• [Text section]:
*-*-*
Now that everyone’s taking precautions more seriously — and hopefully will continue to do so — Lane’s brought Spinasse and Artusi back for takeout. Serious lovers of Italian food in Seattle will want to know that, yes, this means Spinasse’s famous tajarin. The nest of very thin, very tender, very excellent noodles comes with a pork-and-beef ragu, and if a thing can be delicately meaty, this is it — just traces of sauce cling to each and every noodle, along with the lightest dusting of Parmigiano. It costs $28, and if that number makes you blanch, the tajarin also is available to cook and sauce on your own for $10.

But how does the already-ready version of the beloved pasta travel? It seemed treacherous to carry something so ethereal any distance at all, but after a six-block ride in a bicycle’s basket, the tajarin untangled from its to-go container like a dream.
*-*-*
• [Data]:
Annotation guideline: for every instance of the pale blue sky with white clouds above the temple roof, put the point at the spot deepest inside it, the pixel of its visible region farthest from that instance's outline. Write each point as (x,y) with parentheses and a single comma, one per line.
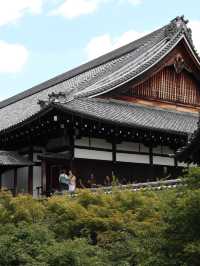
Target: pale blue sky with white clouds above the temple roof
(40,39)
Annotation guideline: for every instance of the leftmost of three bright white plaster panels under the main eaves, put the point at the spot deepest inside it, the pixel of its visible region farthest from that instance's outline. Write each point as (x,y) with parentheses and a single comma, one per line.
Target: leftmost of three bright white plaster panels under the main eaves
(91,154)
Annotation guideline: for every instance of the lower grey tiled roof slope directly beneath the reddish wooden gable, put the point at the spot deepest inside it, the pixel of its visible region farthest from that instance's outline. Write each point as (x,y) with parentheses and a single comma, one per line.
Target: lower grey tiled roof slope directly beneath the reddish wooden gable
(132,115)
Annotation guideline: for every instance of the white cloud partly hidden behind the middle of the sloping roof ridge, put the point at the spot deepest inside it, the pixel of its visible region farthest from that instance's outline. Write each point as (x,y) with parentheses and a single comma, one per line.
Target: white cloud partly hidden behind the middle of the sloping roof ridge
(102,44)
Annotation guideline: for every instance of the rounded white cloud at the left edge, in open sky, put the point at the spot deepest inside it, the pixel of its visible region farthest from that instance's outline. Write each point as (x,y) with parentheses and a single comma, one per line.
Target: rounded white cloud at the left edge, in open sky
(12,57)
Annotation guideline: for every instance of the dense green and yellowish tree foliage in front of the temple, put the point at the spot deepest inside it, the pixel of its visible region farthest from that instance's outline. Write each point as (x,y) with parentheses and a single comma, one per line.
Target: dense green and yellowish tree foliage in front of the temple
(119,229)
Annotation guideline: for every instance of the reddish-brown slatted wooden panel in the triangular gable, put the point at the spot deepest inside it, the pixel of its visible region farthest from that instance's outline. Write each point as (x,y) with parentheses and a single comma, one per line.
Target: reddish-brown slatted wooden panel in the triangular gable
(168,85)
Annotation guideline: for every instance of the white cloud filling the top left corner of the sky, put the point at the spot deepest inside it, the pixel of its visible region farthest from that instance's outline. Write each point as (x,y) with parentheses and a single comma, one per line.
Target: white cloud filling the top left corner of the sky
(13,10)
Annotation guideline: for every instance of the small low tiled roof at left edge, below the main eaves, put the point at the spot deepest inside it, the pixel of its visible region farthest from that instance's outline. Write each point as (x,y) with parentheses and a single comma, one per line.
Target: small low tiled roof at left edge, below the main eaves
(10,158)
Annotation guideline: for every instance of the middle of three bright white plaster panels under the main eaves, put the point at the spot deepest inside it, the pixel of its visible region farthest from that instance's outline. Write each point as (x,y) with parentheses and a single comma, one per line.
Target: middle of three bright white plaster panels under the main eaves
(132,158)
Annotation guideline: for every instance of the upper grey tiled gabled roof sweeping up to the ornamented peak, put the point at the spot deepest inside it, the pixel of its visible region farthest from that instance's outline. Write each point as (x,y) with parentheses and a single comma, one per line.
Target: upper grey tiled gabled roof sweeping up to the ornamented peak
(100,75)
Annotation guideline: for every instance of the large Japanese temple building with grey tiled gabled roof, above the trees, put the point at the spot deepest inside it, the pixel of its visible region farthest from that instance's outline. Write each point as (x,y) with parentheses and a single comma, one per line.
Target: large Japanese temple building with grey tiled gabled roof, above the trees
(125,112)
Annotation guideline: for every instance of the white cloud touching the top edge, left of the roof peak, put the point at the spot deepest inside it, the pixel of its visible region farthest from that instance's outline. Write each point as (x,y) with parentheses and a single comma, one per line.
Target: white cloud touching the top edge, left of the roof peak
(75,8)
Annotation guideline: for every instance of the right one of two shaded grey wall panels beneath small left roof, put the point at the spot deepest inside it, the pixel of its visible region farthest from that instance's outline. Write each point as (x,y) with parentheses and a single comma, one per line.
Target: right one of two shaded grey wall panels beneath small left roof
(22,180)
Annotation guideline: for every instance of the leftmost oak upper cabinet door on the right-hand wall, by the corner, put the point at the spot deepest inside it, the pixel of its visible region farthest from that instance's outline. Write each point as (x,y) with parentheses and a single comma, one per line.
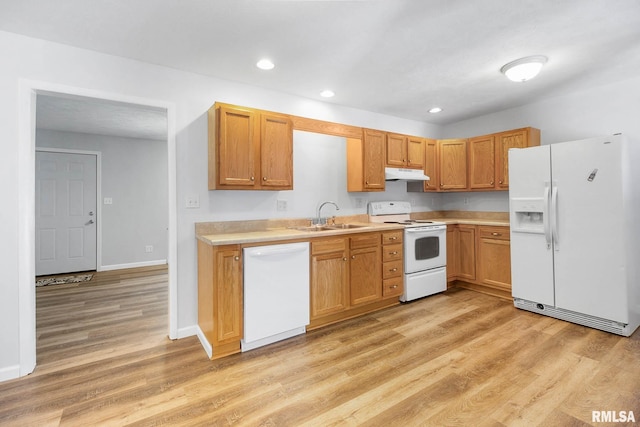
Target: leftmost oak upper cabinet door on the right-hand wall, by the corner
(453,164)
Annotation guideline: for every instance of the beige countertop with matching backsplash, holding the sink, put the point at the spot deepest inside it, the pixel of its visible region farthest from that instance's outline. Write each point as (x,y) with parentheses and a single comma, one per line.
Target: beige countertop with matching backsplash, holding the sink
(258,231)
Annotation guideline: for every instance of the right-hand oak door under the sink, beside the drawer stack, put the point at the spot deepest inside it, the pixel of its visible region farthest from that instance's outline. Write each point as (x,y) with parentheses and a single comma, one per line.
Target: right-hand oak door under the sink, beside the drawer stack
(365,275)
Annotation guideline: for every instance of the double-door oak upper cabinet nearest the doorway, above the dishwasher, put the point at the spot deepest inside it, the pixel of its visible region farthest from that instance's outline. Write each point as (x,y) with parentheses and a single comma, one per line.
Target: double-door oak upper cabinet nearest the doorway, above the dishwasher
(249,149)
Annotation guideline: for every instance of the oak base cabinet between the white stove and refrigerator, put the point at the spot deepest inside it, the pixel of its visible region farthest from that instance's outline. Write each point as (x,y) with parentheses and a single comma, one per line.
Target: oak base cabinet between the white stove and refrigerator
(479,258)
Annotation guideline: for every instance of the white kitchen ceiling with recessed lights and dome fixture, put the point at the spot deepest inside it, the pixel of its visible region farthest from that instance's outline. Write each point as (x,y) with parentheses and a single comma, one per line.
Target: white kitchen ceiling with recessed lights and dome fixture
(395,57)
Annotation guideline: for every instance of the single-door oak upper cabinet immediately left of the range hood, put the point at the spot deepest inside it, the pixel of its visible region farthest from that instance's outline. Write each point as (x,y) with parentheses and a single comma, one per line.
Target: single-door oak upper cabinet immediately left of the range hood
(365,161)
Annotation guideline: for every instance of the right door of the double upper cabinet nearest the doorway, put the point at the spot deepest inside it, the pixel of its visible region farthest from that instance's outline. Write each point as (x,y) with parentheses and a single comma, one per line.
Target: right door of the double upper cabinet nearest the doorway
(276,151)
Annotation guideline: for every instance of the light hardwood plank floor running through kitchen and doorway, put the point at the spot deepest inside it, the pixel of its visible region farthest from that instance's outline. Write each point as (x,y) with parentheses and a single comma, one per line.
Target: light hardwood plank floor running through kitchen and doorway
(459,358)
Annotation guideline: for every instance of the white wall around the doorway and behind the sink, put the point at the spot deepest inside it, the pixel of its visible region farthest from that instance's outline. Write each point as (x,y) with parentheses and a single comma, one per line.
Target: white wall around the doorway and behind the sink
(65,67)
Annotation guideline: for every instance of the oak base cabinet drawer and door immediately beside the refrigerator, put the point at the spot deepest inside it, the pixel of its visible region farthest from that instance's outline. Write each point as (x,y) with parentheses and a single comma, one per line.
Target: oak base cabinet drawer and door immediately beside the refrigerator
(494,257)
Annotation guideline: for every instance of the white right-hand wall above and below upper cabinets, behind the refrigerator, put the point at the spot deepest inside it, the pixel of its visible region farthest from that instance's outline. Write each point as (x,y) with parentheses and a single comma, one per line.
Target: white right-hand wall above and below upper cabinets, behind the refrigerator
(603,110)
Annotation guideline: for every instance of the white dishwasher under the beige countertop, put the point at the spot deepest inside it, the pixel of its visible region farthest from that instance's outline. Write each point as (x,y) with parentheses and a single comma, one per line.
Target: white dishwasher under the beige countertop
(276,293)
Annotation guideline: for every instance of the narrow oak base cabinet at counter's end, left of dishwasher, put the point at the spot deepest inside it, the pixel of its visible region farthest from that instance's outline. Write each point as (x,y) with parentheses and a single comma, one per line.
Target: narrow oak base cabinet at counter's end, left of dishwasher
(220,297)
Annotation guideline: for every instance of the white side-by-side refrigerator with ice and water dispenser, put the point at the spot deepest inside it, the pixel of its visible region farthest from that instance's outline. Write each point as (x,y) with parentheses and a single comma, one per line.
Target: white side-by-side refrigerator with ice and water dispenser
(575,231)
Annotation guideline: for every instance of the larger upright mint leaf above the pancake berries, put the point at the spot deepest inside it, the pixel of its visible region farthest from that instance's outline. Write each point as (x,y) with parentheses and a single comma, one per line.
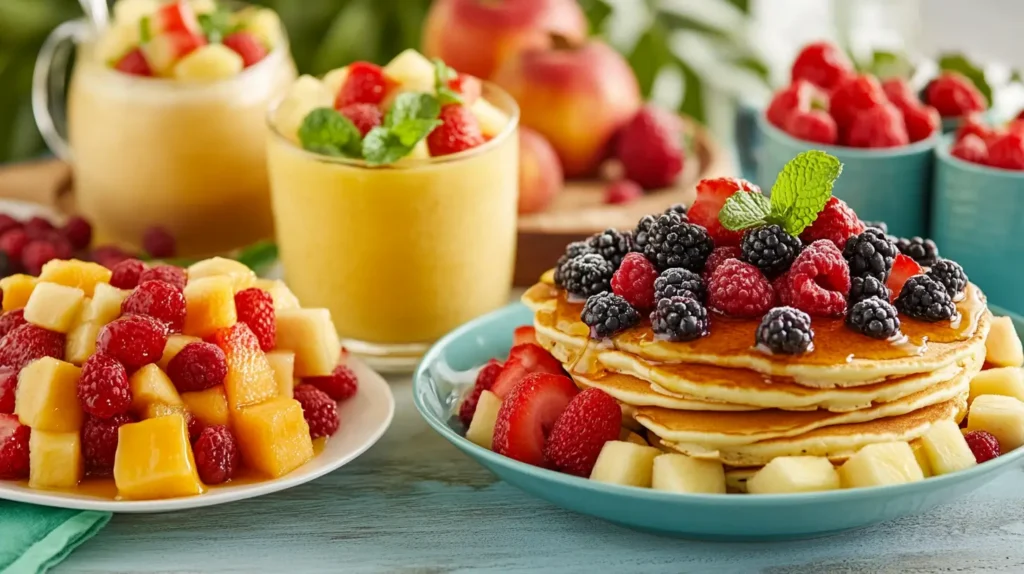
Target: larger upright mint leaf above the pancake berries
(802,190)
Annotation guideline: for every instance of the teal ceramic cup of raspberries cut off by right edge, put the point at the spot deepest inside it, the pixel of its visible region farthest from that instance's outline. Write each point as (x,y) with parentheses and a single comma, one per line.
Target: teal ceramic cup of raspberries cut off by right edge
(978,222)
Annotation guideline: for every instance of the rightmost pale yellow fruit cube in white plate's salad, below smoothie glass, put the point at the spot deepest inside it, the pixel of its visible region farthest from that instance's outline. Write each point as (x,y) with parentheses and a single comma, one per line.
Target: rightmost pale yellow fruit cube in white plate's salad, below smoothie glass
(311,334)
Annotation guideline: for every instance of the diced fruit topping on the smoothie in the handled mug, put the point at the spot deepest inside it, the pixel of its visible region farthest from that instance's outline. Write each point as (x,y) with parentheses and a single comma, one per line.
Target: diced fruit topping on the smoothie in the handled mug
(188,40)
*-*-*
• [Task prompt]: Please pick up the review of Spinasse's takeout tajarin and continue it from its last sentence. This data was drawn from a separate source.

• [Exercise answer]:
The greatness of the pork belly currently on offer from Spinasse/Artusi also strains credulity — it’s stuffed with an herbed prosciutto mix, then cooked low in a broth-and-vegetable bath and turned every half-hour for six hours, creating deep browning and amazing glazing, with the braising liquid becoming a thick sweet-and-savory sauce.

In yet more superlative meat, Artusi’s meatballs also made the takeout menu. Vegetarians may order the pale gold, nicely chewy cavatelli curling up with mushrooms, but it’s definitely not for vegans — the amount of high-quality butter used is fabulously evident. And an arugula salad was so freshly, fluffily big, enough was left for lunch the next day.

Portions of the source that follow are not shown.